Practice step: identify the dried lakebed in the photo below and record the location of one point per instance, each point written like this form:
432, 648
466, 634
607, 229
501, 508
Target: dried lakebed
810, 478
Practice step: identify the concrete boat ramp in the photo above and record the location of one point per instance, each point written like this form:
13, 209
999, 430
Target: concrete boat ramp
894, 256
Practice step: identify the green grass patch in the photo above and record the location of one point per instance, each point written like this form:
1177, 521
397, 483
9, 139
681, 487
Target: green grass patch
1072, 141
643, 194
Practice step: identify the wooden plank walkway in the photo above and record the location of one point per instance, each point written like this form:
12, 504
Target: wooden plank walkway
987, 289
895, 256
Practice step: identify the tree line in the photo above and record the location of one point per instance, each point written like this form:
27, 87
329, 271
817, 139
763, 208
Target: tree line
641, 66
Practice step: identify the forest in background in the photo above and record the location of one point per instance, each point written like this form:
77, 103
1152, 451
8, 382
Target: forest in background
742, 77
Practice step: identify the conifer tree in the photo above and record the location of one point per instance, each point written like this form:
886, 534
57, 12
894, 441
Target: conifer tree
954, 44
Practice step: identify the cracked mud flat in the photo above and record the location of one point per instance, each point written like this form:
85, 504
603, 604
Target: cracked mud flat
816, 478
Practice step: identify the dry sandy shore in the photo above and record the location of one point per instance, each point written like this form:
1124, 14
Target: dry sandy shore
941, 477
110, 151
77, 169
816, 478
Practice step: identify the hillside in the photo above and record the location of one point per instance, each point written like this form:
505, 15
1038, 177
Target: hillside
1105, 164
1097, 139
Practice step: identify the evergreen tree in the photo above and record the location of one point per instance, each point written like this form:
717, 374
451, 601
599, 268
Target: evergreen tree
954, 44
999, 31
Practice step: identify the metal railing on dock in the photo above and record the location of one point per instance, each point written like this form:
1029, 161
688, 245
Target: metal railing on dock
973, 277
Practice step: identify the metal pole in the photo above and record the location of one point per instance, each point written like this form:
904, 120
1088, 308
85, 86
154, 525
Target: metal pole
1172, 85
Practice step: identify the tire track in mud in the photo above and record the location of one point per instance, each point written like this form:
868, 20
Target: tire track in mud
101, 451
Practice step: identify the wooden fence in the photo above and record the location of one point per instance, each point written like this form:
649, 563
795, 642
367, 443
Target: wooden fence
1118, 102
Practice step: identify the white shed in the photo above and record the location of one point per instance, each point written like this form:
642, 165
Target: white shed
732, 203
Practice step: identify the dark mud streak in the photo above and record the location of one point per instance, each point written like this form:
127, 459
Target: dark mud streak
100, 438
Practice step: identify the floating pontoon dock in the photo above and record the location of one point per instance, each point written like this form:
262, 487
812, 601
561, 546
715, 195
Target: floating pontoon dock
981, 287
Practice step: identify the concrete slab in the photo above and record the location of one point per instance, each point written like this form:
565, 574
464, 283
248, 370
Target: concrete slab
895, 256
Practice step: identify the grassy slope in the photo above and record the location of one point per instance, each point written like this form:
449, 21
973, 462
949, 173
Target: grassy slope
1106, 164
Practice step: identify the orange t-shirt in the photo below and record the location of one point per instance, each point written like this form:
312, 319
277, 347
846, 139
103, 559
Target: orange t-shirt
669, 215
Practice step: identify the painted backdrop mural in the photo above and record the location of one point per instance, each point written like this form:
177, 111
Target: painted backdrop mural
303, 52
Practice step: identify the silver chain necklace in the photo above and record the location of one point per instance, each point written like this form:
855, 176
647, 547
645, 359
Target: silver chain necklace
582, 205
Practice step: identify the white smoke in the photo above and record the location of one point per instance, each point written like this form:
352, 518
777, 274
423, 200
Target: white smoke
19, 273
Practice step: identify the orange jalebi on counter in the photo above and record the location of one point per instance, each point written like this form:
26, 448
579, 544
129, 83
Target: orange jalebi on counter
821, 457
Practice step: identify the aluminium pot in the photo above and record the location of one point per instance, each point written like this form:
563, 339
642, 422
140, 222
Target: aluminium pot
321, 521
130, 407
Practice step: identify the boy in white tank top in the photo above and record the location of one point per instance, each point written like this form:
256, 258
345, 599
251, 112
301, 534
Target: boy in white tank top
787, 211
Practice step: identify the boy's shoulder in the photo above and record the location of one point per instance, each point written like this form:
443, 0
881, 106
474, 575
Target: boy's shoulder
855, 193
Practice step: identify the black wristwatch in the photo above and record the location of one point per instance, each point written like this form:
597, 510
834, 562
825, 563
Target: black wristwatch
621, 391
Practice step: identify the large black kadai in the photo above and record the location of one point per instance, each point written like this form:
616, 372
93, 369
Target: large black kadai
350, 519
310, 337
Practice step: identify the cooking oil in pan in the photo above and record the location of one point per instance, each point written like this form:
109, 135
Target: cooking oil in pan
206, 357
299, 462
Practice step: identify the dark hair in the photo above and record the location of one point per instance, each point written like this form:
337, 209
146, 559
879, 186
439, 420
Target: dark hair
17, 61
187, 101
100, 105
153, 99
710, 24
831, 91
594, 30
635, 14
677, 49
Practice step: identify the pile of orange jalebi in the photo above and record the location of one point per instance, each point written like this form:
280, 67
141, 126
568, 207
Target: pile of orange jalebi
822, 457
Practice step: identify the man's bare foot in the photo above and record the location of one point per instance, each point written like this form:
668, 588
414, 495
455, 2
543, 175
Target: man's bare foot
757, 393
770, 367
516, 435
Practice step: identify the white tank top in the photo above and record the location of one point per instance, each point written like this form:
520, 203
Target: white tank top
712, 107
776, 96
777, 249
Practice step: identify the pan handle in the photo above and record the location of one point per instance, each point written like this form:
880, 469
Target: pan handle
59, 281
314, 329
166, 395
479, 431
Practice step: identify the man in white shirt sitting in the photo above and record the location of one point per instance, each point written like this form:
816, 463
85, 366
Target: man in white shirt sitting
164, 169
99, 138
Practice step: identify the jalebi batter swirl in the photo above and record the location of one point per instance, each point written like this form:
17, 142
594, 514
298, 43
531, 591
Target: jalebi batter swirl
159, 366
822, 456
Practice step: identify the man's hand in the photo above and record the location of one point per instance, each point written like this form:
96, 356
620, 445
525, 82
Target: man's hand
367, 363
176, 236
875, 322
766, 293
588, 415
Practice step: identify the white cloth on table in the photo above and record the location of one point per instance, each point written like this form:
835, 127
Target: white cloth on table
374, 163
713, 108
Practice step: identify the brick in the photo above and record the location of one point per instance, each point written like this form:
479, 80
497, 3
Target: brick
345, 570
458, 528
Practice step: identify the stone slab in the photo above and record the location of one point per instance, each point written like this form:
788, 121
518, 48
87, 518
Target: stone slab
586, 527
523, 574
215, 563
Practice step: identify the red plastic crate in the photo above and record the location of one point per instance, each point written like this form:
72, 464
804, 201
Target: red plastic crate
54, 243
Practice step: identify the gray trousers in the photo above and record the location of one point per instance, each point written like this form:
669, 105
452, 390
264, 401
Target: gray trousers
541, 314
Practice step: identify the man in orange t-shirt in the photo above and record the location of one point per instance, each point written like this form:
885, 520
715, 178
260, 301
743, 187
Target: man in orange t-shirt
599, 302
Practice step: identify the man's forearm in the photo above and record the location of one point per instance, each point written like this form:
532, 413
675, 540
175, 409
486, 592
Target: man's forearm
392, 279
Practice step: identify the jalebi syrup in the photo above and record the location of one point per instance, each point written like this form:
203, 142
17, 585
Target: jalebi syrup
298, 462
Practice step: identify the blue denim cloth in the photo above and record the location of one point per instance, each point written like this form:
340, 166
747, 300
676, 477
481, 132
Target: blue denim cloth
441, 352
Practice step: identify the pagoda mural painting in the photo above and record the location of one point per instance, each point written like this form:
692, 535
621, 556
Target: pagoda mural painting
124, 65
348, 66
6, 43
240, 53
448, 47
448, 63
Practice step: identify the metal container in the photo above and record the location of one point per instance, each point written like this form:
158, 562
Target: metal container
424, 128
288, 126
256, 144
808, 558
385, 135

■ **Your instructions**
Only the lines above that include the word "below" belong in the answer; copy each one.

■ **Exercise answer**
Practice step: identify the dried lakebed in the photo below and record the location of one point per instance, each point written like this form:
Practice step: identify the orange t-shirt in the photo below and record the location of one point per instance, each point written like this form:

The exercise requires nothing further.